● **Задания к выполнению**:
• A. Почему, согласно отрывку об альтруистической любви, люди в сентябре спешат по деловой части Сан-Педро-Сулы? Ответьте одним-тремя предложениями.
• B. Продолжите, пожалуйста, отрывок об альтруистической любви, начиная сразу после его последней фразы.

● **Текст для чтения**:
Хотя эта книга в основном посвящена романтической любви, существуют и другие ее разновидности – родительская, альтруистическая, религиозная любовь, любовь к родине и так далее. И все они так же ярко и мощно выражают нашу потребность любить и быть любимыми. В своей жизни я встречала много добрых дел – иногда безусловно героических, а иногда – просто великодушных. Две истории, о которых будет рассказано ниже, сохранились в моей памяти как образцы глубоко прочувствованной альтруистической любви.
Любовь милосердная: «интерпласт»
Город Сан-Педро-Сула расположен на северо-западе Гондураса, между уступчатой пирамидой городища древних майя в Копане и коралловыми атоллами побережья. В сентябре, под гигантским полотнищем с рекламой кока-колы, реющим над соседним холмом, словно хоругвь с изображением святого покровителя, по деловой части города снуют люди, мечтающие окончить свои дела до того, как горячие, липкие полуденные часы внезапно превратятся в насыщенную испарениями влажную ночь. На улице в центре города, в тени деревьев, находится городская больница – запутанный лабиринт одноэтажных домиков, галерей и двориков. Здешние крыши из рифленого железа годами покрывались ржавчиной. Шелушащиеся стены выкрашены в розовый и темно-бордовый цвета и окаймлены трехцветной зелено-желто-красной полосой (государственных цветов), пляшущей на уровне глаз. Желтые и зеленые плитки во дворе уложены в шахматном порядке, на скамейках перед больницей в тесноте сидят пациенты и их родственники. Люди заполняют палаты, толпятся на аллеях и во дворах. Здесь на виду все – и житейские радости, и скорби. Женщина, которую только что ранил мачете ревнивый любовник, медленно входит в глазное отделение. Сильно обгоревший мужчина, завернутый в марлю, словно в кокон, ковыляя, выходит из мужской палаты, чтобы глотнуть немного свежего воздуха. Мужчина в соломенной шляпе, поддерживая за локоть беременную женщину, ведет ее к вывеске с надписью «FARMACIA»

● **Данные**:
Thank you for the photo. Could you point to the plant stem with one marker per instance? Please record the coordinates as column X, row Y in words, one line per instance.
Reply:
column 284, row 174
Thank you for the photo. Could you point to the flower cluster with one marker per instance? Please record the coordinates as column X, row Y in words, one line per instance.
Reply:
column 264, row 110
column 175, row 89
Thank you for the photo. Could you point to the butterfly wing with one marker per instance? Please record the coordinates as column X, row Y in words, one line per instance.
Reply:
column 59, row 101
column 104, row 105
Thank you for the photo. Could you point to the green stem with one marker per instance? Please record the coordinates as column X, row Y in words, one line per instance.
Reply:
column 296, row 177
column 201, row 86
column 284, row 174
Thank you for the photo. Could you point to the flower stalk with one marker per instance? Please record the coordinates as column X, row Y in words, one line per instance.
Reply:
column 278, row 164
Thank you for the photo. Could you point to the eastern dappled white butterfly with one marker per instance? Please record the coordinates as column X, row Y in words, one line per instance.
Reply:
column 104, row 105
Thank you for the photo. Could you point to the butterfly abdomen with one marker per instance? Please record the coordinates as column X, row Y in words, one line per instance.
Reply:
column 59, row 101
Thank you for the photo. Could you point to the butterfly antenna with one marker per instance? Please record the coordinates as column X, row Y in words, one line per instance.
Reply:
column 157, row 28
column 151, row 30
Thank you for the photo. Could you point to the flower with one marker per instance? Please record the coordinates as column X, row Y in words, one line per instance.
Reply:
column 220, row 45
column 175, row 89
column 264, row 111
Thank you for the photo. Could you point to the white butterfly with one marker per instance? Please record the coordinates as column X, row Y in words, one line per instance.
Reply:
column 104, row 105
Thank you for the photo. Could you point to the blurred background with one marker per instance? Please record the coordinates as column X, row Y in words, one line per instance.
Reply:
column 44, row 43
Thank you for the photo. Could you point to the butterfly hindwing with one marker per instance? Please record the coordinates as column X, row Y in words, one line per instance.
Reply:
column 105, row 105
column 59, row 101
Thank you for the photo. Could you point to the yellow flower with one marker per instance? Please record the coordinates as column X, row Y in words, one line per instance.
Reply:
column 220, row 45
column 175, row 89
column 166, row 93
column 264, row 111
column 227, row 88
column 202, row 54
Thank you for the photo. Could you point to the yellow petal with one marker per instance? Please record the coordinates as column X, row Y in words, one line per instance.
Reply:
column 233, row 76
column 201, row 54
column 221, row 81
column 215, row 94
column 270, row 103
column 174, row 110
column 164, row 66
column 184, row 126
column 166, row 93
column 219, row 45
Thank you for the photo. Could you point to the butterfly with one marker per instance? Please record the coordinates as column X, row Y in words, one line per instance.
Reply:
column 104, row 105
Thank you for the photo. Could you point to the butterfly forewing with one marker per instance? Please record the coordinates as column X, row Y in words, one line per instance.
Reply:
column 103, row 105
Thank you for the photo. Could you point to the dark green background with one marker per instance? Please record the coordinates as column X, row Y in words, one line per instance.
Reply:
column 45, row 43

● **Ответы к заданиям**:
• A. Они хотят закончить свои дела до того, как горячие, липкие полуденные часы внезапно превратятся во влажную ночь, насыщенную испарениями.

• B.
[72]. Мужчина и женщина быстро перебрасываются обвинениями, сопровождая слова взмахами рук. Молодая мать, сидя в уголке, кормит младенца, и ее глаза подернуты пеленой бесконечной любви и нежности. Мальчики-близнецы (оба – с «заячьей губой») катят игрушечные грузовички по бетонному полу. Там и сям на скамейках сидят полицейские с карабинами на боку: они сторожат заключенных, находящихся в палате. Родители и маленький мальчик завтракают под деревом кешью, толстые ветви которого прогибаются под тяжестью изогнутых зеленых орехов. Манговое дерево дает тень медсестре – хорошенькой женщине за двадцать, с волнистыми волосами, – которая методично чистит апельсин до тех пор, пока аккуратно не снимет всю кожуру, вьющуюся спиралью. Хотя она и сидит в тени, на ее лице выступают капельки пота. Солнце в Гондурасе такое, что под ним в изобилии растут разные фрукты – манго, бананы, папайя, апельсины, ананасы и грейпфруты, одни из самых сладких в мире. Однако человек, даже сидя неподвижно, все равно покрывается липкой влагой. А стоит вам встать и пойти – и пот пропитает всю одежду насквозь. Но, несмотря на такую жару, люди часто носят одежду с длинными рукавами и длинные брюки; тропическая лихорадка, в Гондурасе эндемическая, переносится москитами, и лекарства от нее нет.